● EXERCISE: Reproduce the stretch of the rows from their start through the line containing "box: [434, 186, 675, 586]", character for character.

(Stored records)
____

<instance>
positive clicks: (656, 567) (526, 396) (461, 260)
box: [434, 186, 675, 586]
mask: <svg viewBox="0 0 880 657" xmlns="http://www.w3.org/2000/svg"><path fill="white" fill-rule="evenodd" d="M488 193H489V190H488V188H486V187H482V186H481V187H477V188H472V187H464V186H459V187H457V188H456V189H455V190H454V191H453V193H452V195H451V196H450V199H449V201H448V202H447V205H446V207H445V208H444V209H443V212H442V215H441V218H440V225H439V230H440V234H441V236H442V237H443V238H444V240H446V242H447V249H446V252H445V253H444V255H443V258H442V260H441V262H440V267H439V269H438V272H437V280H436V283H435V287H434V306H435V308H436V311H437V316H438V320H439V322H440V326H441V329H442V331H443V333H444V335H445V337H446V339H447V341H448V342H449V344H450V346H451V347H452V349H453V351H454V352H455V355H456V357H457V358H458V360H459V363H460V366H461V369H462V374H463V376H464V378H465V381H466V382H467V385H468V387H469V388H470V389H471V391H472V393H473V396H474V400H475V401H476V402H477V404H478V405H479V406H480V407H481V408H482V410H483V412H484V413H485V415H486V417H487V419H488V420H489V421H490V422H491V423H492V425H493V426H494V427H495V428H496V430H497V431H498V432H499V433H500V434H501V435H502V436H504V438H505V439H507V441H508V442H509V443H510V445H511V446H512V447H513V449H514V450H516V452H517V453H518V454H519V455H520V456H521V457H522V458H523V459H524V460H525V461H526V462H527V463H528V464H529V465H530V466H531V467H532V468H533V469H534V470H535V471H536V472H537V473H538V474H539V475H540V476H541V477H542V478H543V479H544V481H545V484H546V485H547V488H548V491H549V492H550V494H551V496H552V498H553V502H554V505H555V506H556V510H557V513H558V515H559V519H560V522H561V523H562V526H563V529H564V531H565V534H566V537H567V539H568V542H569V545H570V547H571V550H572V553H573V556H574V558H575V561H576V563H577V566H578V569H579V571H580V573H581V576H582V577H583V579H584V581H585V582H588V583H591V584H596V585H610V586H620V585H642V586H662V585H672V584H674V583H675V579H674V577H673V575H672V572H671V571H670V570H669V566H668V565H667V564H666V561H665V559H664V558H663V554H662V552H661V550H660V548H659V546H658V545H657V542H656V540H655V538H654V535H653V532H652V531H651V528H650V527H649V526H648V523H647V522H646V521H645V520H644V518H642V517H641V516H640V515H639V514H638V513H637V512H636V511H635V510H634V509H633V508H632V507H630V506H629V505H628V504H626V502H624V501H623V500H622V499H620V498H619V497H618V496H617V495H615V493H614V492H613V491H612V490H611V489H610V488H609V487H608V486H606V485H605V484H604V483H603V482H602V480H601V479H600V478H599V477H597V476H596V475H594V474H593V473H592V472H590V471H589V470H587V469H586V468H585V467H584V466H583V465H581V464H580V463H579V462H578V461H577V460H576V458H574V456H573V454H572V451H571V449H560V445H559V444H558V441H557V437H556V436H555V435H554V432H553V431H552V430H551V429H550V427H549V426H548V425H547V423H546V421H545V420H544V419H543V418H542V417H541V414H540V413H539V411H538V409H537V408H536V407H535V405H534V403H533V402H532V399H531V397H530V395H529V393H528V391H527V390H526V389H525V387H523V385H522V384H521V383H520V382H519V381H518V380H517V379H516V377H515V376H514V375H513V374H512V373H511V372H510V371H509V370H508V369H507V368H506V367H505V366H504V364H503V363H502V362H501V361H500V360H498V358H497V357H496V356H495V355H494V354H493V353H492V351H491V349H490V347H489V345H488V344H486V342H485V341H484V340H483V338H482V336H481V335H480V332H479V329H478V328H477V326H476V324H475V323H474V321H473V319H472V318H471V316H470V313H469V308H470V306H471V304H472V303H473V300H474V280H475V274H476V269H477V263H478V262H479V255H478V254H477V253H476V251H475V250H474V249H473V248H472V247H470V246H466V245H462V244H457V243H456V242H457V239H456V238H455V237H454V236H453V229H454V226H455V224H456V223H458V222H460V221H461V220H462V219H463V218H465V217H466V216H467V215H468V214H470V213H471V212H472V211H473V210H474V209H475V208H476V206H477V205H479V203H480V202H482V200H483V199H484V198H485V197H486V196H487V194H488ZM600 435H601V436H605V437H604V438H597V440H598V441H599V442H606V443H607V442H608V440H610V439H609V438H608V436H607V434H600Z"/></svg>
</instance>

____

● RESULT OF THIS EXERCISE:
<instance>
positive clicks: (656, 567) (526, 396) (461, 260)
box: [434, 186, 675, 586]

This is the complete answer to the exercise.